-- start of SELECTED PASSAGE --
Commission calls for change. But don’t call it ending waste.

GOVERNMENT | Bruce Rushton

The final report issued this month by Sangamon County’s first-ever citizens efficiency commission is remarkable for its nomenclature.

The word “resources” appears 39 times in the 71-page document authored by the 23-member commission charged with figuring out how to streamline the workings of local government. “Efficient” shows up 31 times, “government” appears a whopping 377 times and there is also “vision,” which is mentioned 73 times.

“Money,” on the other hand, appears just once. “Waste” shows up five times, in each case to describe garbage, aka solid waste.

Chalk it up to diplomacy – the commission has no power to do anything but make suggestions that may or may not be enacted by local governments that have turf to protect, jobs to preserve and budgets to justify. But money and waste lie at the heart of the work of the commission created in 2010, when voters approved the formation of the unpaid body that automatically dissolved at the end of 2013. After all, if money weren’t being wasted, there wouldn’t be a need for the commission.

Voters in March will be asked to reauthorize the commission, albeit in a slimmer form, with nine unpaid commissioners, less than half the number that comprised the original body. All but two, former state Sen. Larry Bomke and Springfield Housing Authority executive director Jackie Newman, served on the first commission. Like its predecessor, the new commission would dissolve after three years.
-- end of SELECTED PASSAGE --
# PROBLEM TO WORK ON:
Pick up the article on the Sangamon County efficiency commission where it stops, and carry it forward. The lines after this article are separate material, unrelated to it.
-- start of SUPPLIED MATERIAL --
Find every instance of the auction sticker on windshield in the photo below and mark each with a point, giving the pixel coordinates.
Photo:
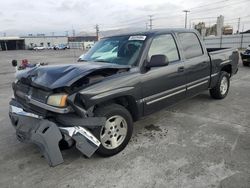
(137, 37)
-- end of SUPPLIED MATERIAL --
# THE RESULT:
The 23 recommendations contained in the commission’s report vary from conceptual to concrete. Consider, for example, what the commission had to say about building permits. The process is complex and varies widely between jurisdictions, the commission found, and while some governments outside Sangamon County have started up online permitting systems and figured out cool ways to track the progress of building projects, such initiatives cost money.

“In response to these limitations, the CEC recommends that local jurisdictions involved in the building permitting process endeavor to document their permitting processes and consider implementing a combined project tracking software or a structure for system management,” the commission intoned in its report.

It’s hard to argue against getting stuff in writing and keeping track of it, but when it comes to building permits, the commission hasn’t issued any specifics beyond suggesting that local governments do a better job of handling data, either on their own or in conjunction with other jurisdictions. It’s an issue the commission says it did not have time to fully explore.

The commission also recommends that local governments pool resources to get the best deals possible when procuring equipment and supplies, an idea that already exists via a joint purchasing program run by the state Department of Central Management Services that allows local governments to get state-negotiated prices on everything from toilet paper to automobiles, which the state says saves an average of more than 27 percent over retail prices. The commission recommends that the practice be expanded so that villages can get materials at discounts from the county highway department and smaller municipalities can get accounting and payroll done using software from larger cities.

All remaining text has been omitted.